***** Information supplied *****

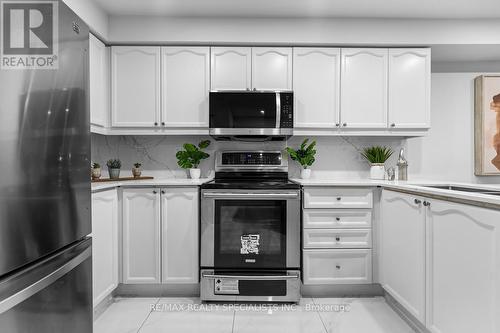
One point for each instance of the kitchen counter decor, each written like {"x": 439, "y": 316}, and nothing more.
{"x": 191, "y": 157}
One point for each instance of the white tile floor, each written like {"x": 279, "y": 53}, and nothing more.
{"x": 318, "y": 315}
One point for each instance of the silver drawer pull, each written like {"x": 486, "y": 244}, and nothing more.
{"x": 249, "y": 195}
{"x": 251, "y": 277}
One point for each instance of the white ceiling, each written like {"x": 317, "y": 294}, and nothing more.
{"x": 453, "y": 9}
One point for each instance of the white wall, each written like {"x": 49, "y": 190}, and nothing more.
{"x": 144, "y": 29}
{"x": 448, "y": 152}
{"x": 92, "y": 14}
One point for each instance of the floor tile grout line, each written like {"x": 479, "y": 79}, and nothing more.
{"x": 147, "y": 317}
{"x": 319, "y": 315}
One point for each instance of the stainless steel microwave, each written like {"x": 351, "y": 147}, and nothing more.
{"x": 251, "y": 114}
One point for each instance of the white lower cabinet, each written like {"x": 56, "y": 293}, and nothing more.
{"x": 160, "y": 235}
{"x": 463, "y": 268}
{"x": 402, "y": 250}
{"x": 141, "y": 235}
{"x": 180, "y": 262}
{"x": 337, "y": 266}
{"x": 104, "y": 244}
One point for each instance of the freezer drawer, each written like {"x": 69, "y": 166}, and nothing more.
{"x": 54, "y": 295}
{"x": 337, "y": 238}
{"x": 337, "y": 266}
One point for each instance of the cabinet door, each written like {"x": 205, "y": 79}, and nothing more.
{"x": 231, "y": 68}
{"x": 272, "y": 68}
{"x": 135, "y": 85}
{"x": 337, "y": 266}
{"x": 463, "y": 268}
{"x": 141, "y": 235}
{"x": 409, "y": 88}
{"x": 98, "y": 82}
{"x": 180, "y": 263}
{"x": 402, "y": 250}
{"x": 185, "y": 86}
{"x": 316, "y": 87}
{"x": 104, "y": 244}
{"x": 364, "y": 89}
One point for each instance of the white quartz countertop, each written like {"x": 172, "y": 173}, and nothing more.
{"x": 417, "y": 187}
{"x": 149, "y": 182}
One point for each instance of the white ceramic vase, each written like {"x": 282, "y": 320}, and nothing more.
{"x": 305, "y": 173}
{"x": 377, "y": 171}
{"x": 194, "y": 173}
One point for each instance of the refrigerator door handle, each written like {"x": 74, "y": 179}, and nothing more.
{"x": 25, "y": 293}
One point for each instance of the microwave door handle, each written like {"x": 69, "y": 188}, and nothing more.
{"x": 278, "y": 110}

*****

* [What is asked]: Convert the entries from the line containing "One point for each instance of the refrigerator" through the end of the entries, inclusive, into a two-column CSV with the header text,answer. Give one row per entry, put each value in its own quoted field, and replace any line breaks with spaces.

* [Worked solution]:
text,answer
"One point for each instance of the refrigerator door handle, each written like {""x"": 74, ""y"": 179}, and nothing more.","{""x"": 25, ""y"": 293}"
"One point for each instance of the microwave door handle, each written like {""x"": 69, ""y"": 188}, and nothing more.","{""x"": 278, ""y"": 110}"